▸ **Source**:
=-=-=

Taking DCIM Further

The declared aim of data center infrastructure management (DCIM) is to bridge the gap between organizational silos and support agile methodologies across multiple departments. But there is more to DCIM than a merging of facility and server management. With the rise of virtualization and SDx, it is necessary to consider a number of other stakeholders to ensure truly professional and efficient data center operation.

A data center is home to a wide range of disciplines and stakeholders: facility management teams, server and storage admins, database specialists, and network engineers. Often, these groups are siloed off in separate organizational units, making properly synchronized and orchestrated collaboration a rarity in many contemporary data centers.

Responsibilities and operational concepts have usually evolved over time, rather than being part of an overarching plan. Attempts to improve things through internal restructuring are often rendered obsolete by changing conditions, new technologies, or acquisitions and expansion. The result is a major discrepancy between actual task profiles, organizational structures, and the current demand for agile data center operation.

Silos and the problem of virtualization

The first question we have to ask is what we really mean when we talk about a “data center.” Depending on one’s perspective, the definitions can be very different indeed. For some, it is simply the room in which an organization’s servers are located; for others, it is the entire building, i.e., the “white space” and associated IT rooms, the “gray space,” and various other facilities.

Just as lack of a shared language makes it difficult to communicate, so the differing perspectives of individual stakeholders can have a negative impact on the efficiency of their processes and methods. In most cases, each team – or silo – has its own methods and tools for managing tasks and operating the systems for which they are responsible. However, while the server team might find it helpful in their daily work to concentrate on “their” specific assets, this insular view is not really productive for the organization as a whole.

Planning, management, and monitoring in a single system is the key to modern data center management.

=-=-=

▸ **Listing**:
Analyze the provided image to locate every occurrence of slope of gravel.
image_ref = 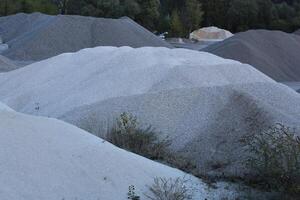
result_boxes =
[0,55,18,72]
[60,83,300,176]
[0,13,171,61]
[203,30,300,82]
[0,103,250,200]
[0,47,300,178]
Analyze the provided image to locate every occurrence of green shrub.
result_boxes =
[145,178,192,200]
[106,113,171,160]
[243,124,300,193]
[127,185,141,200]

=-=-=

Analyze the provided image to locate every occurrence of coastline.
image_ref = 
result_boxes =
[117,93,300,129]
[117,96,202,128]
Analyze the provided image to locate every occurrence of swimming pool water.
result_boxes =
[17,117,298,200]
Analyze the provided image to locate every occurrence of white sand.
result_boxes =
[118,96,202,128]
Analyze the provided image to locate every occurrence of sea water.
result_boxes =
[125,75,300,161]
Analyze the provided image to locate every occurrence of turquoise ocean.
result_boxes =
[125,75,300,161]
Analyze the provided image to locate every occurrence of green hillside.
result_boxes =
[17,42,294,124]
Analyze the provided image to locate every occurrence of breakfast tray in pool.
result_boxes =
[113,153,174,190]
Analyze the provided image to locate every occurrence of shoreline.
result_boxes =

=-=-=

▸ **Directive 1**: Output the DCIM article's wording between "The declared aim" and "contemporary data centers.", inclusive.
▸ **Directive 2**: What does the DCIM article name as the key to modern data center management?
▸ **Directive 3**: Resume the DCIM article, picking up after its last sentence.
The rows have no connection to the DCIM article.

▸ **Task answer 1**:
The declared aim of data center infrastructure management (DCIM) is to bridge the gap between organizational silos and support agile methodologies across multiple departments. But there is more to DCIM than a merging of facility and server management. With the rise of virtualization and SDx, it is necessary to consider a number of other stakeholders to ensure truly professional and efficient data center operation.

A data center is home to a wide range of disciplines and stakeholders: facility management teams, server and storage admins, database specialists, and network engineers. Often, these groups are siloed off in separate organizational units, making properly synchronized and orchestrated collaboration a rarity in many contemporary data centers.

▸ **Task answer 2**: Planning, management, and monitoring in a single system.

▸ **Task answer 3**:
Virtualization of systems and new programmable/SDN networks (software-defined networking) have brought enormous gains in the speed at which services are delivered. Yet there is still room for improvement in the planning and introduction of these methods and technologies, given the frequent absence of a robust planning platform and appropriate tools. The reason for this deficiency is that the whole discussion around “virtual” and “software-defined” technologies tends to overlook the fact that these are not entirely virtual and abstract assets, but rather ones based on physical hardware resources.

Every private cloud system runs on a physical server and every data package travels through numerous cables and patch panels. But it is impossible to detect passive components using autodiscovery tools, and they cannot be controlled through software. This physical layer also has its own lifecycles, its own particular rhythm, and – occasionally and unfortunately – its own specific faults. Without adequate documentation and planning of the real-world relationships, it is extremely difficult and time-consuming to identify the physical cause in the event of a fault. It is also impossible to conduct a full contingency analysis for a planned change – or a reliability analysis that addresses each individual layer in the stack.

Adopting a coordinated strategy for digital transformation

The situation described above will be exacerbated by the anticipated increase in virtualization, cloud, private cloud, and hybrid cloud services. The ongoing digital transformation will place even greater pressure on data centers to accelerate delivery of services. Where once clients could wait as long as six months for a bare-metal system, most cloud clients today consider a wait time of six minutes for a virtual system to be too long.

And these expectations will continue to rise, of course. The digital transformation is not only creating new application scenarios and business models, it is also giving rise to new methods and models designed for greater agility, flexibility, and speed. The processes used in data centers 20 years ago are not always practicable today. Since technology has moved on, it is time to examine whether operational processes and management methods are still fit for purpose.

To achieve meaningful improvements in the use of IT, we have to look beyond optimization of individual subsystems and improve the system as a whole.

A classic example of subsystem optimization is deployment of UPS systems with better PUE (power usage effectiveness) – or rather pPUE (partial power usage effectiveness). The problem with improving a subsystem in isolation is that it does not necessarily lead to a significant improvement of the overall system. In many cases, the investment costs exceed the benefits. Improving the PUE on an asset can often be difficult to justify if it is accompanied by a bigger electricity bill. PUE optimization runs the risk of becoming an end in itself, overshadowing all other efforts to bring down costs or dooming them to failure through a lack of appropriate means.

A holistic approach instead of partial optimization

To understand partial optimization in the IT environment, we only have to consider migration from one server technology – or one server supplier – to the next.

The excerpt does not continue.